Data entries:
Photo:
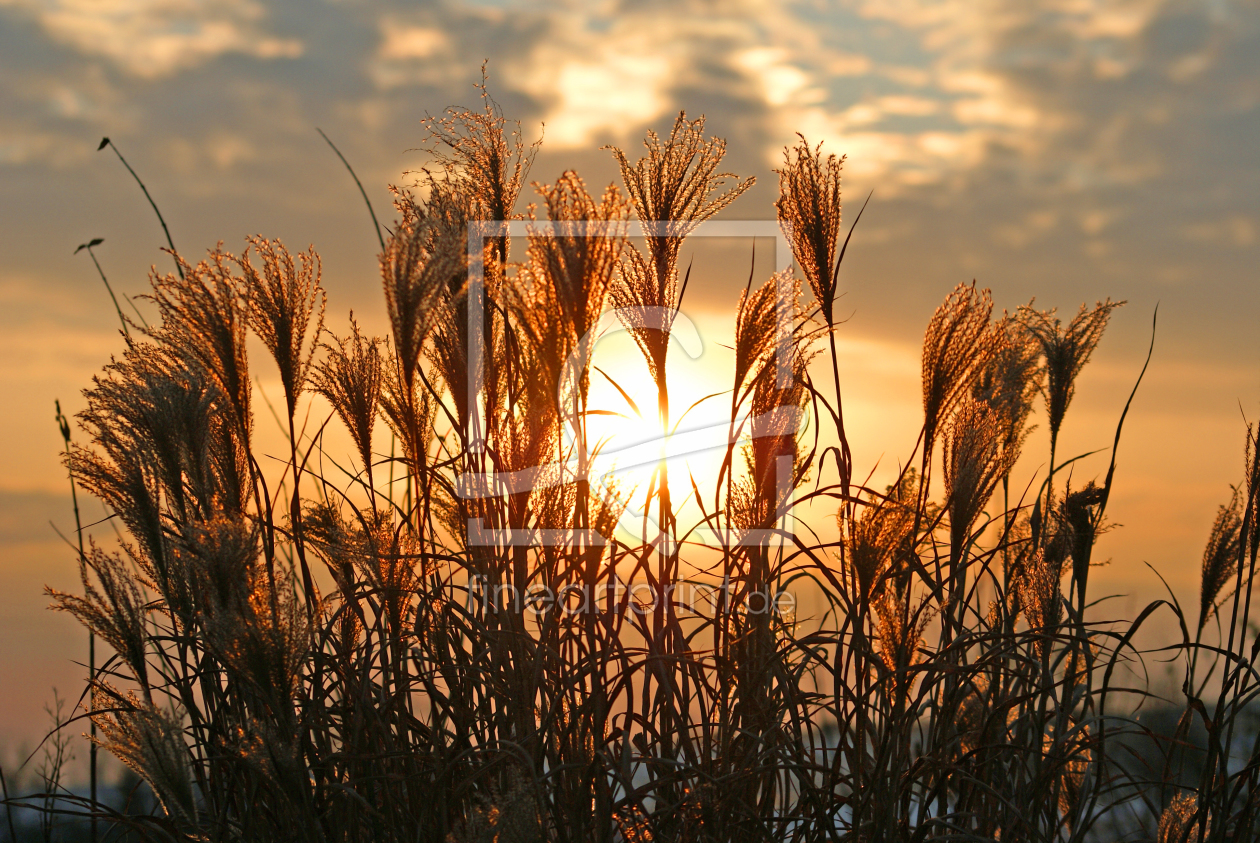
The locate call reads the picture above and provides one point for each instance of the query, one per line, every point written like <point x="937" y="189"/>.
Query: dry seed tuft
<point x="809" y="214"/>
<point x="958" y="345"/>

» **BRIEF**
Copy every line of the items above word for word, but leave out the pictures.

» **TASK OUTPUT**
Photo:
The locate call reads the picture above and provides one point for each instance of the query, one per line, every point written like <point x="937" y="189"/>.
Query: dry seed tuft
<point x="809" y="214"/>
<point x="958" y="345"/>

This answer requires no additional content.